* THE TASK *
Output all lines exactly, with nothing added or dropped.

* EXERCISE INPUT *
■ ■ ■

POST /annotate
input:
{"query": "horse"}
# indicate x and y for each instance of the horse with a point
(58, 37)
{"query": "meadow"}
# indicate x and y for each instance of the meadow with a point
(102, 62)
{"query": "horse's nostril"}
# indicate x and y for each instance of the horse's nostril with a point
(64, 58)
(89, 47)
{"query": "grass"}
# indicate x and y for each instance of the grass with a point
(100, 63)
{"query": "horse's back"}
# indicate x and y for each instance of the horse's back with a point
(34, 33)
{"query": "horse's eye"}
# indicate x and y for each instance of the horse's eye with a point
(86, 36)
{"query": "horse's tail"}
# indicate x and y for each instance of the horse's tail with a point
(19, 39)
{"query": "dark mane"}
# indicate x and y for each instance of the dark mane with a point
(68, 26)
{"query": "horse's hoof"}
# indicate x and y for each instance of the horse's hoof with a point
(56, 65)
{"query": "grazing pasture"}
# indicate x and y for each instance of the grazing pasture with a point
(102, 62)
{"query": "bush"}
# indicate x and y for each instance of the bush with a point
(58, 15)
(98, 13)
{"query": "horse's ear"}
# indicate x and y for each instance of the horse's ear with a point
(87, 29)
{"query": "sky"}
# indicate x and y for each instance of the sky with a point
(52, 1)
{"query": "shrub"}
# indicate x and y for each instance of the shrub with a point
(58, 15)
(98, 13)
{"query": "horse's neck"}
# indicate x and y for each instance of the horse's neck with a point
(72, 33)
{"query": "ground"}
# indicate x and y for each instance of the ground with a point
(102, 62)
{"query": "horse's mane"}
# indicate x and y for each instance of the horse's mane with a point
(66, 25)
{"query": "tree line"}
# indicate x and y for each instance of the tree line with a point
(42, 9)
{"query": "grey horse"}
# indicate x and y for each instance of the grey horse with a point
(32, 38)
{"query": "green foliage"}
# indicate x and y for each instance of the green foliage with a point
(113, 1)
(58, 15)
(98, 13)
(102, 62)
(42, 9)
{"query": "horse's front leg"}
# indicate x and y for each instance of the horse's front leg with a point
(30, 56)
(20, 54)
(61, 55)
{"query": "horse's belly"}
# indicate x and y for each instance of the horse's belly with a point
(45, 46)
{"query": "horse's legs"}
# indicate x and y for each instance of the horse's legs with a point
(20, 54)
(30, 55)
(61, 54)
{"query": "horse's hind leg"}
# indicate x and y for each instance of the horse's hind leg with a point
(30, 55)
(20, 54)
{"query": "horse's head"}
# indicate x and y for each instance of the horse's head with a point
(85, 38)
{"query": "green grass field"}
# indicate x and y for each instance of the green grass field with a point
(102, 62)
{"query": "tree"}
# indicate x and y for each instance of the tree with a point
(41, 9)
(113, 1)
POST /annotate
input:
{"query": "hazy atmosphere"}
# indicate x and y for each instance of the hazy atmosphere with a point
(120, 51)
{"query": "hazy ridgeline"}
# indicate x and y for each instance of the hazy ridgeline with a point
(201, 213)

■ ■ ■

* TASK OUTPUT *
POST /annotate
input:
{"query": "horse"}
# indicate x and y for each instance of the horse with a point
(58, 37)
{"query": "meadow"}
# indicate x and y for each instance of the meadow with a point
(102, 62)
{"query": "horse's nostril"}
# indicate x and y for each instance of the horse's nostril with a point
(64, 58)
(89, 47)
{"query": "grass"}
# indicate x and y for each instance of the grass with a point
(100, 63)
{"query": "horse's back"}
# indicate x and y for each instance of the horse's back with a point
(34, 33)
{"query": "horse's eye"}
# indicate x and y for each instance of the horse's eye with a point
(86, 36)
{"query": "horse's tail"}
# indicate x and y for each instance of the horse's tail with a point
(19, 39)
{"query": "dark mane"}
# indicate x and y for each instance of the dark mane with a point
(68, 26)
{"query": "horse's hoof"}
# indicate x and y for each instance of the horse's hoof with a point
(56, 65)
{"query": "grazing pasture"}
# indicate x and y for each instance of the grazing pasture with a point
(102, 62)
{"query": "bush"}
# indicate x and y for each instance of the bush with a point
(58, 15)
(98, 13)
{"query": "horse's ear"}
# indicate x and y for each instance of the horse's ear with a point
(87, 29)
{"query": "sky"}
# indicate x and y for each instance of the sky with a point
(52, 1)
{"query": "shrub"}
# indicate x and y for each instance of the shrub with a point
(58, 15)
(98, 13)
{"query": "horse's neck"}
# indicate x and y for each instance of the horse's neck with a point
(72, 33)
{"query": "ground"}
# indicate x and y for each instance of the ground with a point
(102, 62)
{"query": "horse's mane"}
# indicate x and y for each instance of the horse's mane with a point
(66, 25)
{"query": "tree line"}
# indicate x and y for each instance of the tree line with a point
(42, 9)
{"query": "grey horse"}
# indicate x and y for each instance of the grey horse with a point
(32, 38)
{"query": "green foliage"}
# indicate x and y for each instance of the green foliage with a point
(113, 1)
(58, 15)
(98, 13)
(102, 62)
(42, 9)
{"query": "horse's front leg"}
# indicate x and y for each instance of the horse's front leg with a point
(30, 56)
(20, 54)
(61, 55)
{"query": "horse's belly"}
# indicate x and y for each instance of the horse's belly with a point
(45, 46)
{"query": "horse's legs"}
# indicate x and y for each instance of the horse's legs with a point
(20, 54)
(30, 55)
(61, 54)
{"query": "horse's hind leg"}
# indicate x and y for each instance of the horse's hind leg with a point
(30, 55)
(20, 54)
{"query": "horse's head"}
# indicate x and y for each instance of the horse's head with a point
(85, 38)
{"query": "green grass field"}
# indicate x and y for each instance of the green grass field with a point
(102, 62)
{"query": "tree"}
# indicate x and y for each instance of the tree with a point
(41, 9)
(113, 1)
POST /annotate
input:
{"query": "hazy atmosphere"}
# indicate x and y for each instance of the hazy atmosphere with a point
(120, 51)
{"query": "hazy ridgeline"}
# indicate x and y for each instance of the hazy ridgeline with a point
(201, 213)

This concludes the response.